### Travail à faire
Rédigez la suite de la critique du manga Au cœur de Fukushima, à partir de son dernier paragraphe.

Que ceux qui s’attendraient à un plaidoyer antiatome ne s’attardent pas. Ils auront beau éplucher les 550 planches d’Au cœur de Fukushima, ils n’y trouveront pas la moindre critique de l’industrie nucléaire. Bien au contraire, l’auteur – qui se cache derrière le pseudonyme de Kazuto Tatsuta – s’évertue à démonter les "fausses rumeurs" qui circulent autour des opérations de décontamination. "Je me disais que c’était l’occasion de parler de mon propre vécu à la centrale et de la ‘vérité cachée’ qu’aucun média n’a jamais révélée", écrit-il pour justifier son manga.
Le mangaka qui voulait à tout prix devenir ouvrier de Fukushima est un bien curieux personnage. De lui, il ne révèle que peu de choses précises. On sait que sa passion pour les mangas ne lui permet pas à elle seule de subsister à Tokyo et qu’il doit donc exercer quelques petits boulots alimentaires en complément. Jusqu’au mois de mars 2011, quand le tsunami et l’accident nucléaire qui en a résulté éveillent en lui le sentiment de devoir s’engager pour son pays.
Si sa volonté farouche de restituer son expérience sans parti pris finit par agacer, elle contribue aussi à la puissance de ce récit. Car l’auteur s’applique à décrire son travail avec une minutie graphique saisissante. La précision des planches et son souci du détail dans ses descriptions des locaux, des équipements de travail et des appareils de mesure de la radioactivité ouvrent au lecteur des portes auxquelles il n’aura jamais accès.
Malgré sa volonté assumée d’éviter tout sujet polémique, Kazuto Tatsuta distille − à son insu, a-t-on envie de dire − des informations sur les arrière-cours de cette industrie. Dans le premier tome, il décrit le laborieux parcours qu’il a suivi avant de pouvoir enfin pénétrer dans l’enceinte du site. Il donne à voir un système de recrutement opaque, avec une multitude d’intermédiaires. Ainsi, impossible pour un quidam d’être immédia-tement affecté à des travaux à proximité des réacteurs endommagés. Après s’être présenté auprès d’une agence intérim, il est recruté par une petite société occupant le niveau le plus bas (le sixième!) sur l’échelle des sous-traitants de TEPCO, le célèbre exploitant nucléaire nippon.

Enregistrements d'annotation par points
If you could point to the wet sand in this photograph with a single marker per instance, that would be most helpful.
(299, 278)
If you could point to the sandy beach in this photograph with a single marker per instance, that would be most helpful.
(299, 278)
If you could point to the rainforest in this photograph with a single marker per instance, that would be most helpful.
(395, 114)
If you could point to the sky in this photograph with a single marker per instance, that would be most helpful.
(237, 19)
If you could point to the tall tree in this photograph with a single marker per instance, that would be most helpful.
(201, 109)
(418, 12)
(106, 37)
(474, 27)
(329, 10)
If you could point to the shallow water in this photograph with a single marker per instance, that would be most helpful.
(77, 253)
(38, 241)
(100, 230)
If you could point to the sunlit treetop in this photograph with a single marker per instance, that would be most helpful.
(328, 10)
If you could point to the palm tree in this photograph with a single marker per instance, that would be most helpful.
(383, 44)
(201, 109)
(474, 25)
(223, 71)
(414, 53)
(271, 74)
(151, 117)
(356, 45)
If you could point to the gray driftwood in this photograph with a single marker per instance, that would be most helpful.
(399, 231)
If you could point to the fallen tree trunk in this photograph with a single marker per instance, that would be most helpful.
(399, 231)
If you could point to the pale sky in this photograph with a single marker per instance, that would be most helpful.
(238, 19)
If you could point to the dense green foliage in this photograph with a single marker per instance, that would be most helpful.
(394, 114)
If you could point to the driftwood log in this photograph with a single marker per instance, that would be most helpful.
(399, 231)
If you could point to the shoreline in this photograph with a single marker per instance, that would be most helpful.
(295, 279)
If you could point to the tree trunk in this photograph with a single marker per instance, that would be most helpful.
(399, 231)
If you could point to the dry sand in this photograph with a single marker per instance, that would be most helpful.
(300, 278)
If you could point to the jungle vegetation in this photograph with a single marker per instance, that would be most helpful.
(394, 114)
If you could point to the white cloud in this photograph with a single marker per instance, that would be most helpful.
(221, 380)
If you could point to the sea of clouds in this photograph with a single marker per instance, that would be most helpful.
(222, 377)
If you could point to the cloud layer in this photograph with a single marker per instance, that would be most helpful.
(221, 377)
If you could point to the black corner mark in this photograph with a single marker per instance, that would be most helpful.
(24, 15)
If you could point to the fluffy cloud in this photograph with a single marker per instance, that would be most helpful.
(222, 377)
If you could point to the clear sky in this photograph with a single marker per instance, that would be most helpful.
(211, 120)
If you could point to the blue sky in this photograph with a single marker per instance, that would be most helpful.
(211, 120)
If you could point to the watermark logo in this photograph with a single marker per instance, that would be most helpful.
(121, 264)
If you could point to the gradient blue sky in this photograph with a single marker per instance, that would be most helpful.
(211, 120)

### Résultat de l'exercice
Il représente les patrons de ces petites entreprises sous les traits d’inquiétants personnages aux fines moustaches et portant des costumes noirs à fines lignes blanches verticales. "Les types rassemblent un maximum de personnes pour se faire un nom en tant que sous-traitant alors que concrètement ils n’ont aucun chantier. Certains empochent la prime de formation des futurs employés avant de disparaitre dans la nature", écrit-il.
Sa mission: assurer l’entretien et la logistique d’une salle de repos mise à la disposition des travailleurs assurant les opérations de décontamination. Un travail ingrat, consistant notamment à entretenir les sanitaires. Et de préciser qu’il effectue ces tâches "sans se plaindre mais sans passion" (on s’en serait, douté...). Tatsuta s’ennuie et cherche bien vite à grimper sur l’échelle de la sous-traitance, autrement dit à accéder à un poste plus en adéquation avec la mission de "soldat de la décontamination" à laquelle il aspire. "Je n’arrivais pas à trouver de poste sur un chantier exposé à de fortes radiations", regrette-t-il.
Après une interruption de quelques mois, et un retour à Tokyo – il parvient à se faire recruter par une entreprise chargée d’effectuer des travaux de réparation sur des canalisations de refroidissement de l’eau des piscines de stockage du combustible usé. Le voilà qui accède enfin au Saint des Saints.
Le bâtiment réacteur 3 (BR3) de Fukushima Daiichi symbolise à lui seul les évènements de mars 2011. Il s’agit de ce bâtiment dont on n’aperçoit plus sur les photos qui circulent sur internet que le squelette métallique, à la suite de l’explosion d’hydrogène qui l’a soufflé. Les planches qui accueillent les dessins du BR3 sont d’une beauté glaçante, encore renforcée par l’usage exclusif du noir et blanc. "Cet endroit me donne vraiment la chair de poule", confie même l’intrépide mangaka. Enfin, il peut endosser l’habit de "décontaminateur".
S’il ne cherche jamais à dévoiler les failles d’un système, comme tentent souvent de le faire les journalistes en immersion, ses dessins poussent immanquablement le lecteur à s’interroger. Par exemple, quand il représente les opérations de déblaiement des déchets dans les entrailles du BR3.
L’évacuation des gravats est réalisée par des robots car un contact direct des hommes avec ces déchets les exposerait à des niveaux de radioactivité aux conséquences sanitaires immédiates. La mission de l’équipe de quatre hommes dont fait partie Tatsuta consiste donc à acheminer le robot le plus près possible du lieu d’intervention. Cette opération doit être effectuée dans un laps de temps extrêmement court. Ensuite, les ouvriers courent se réfugier derrière d’épaisses parois mobiles en plomb. Ils doivent veiller à ce que le tuyau long de cinquante mètres auquel le robot (développé par l’armée américaine) est relié ne se coince pas. Ils y parviennent en ayant l’idée de placer entre le tuyau et les angles formés par les murs des cônes identiques à ceux que l’on trouve sur les chantiers. Cette solution "bricolée" semble montrer que les ouvriers décontaminateurs doivent imaginer eux-mêmes des astuces afin de faciliter leur travail.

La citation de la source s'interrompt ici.